---- Data shown

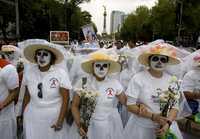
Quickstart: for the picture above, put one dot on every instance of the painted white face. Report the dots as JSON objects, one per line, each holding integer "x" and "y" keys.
{"x": 158, "y": 62}
{"x": 196, "y": 62}
{"x": 43, "y": 57}
{"x": 101, "y": 69}
{"x": 10, "y": 56}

--------

Repeat all of the entries above exactly. Keep pictures out of it.

Quickstart: for the picture above, put one dot on every instance of the painted white face. Report the dots as JSON objects, one per line, each holding integer "x" and "y" keys.
{"x": 158, "y": 62}
{"x": 196, "y": 62}
{"x": 43, "y": 57}
{"x": 101, "y": 69}
{"x": 10, "y": 56}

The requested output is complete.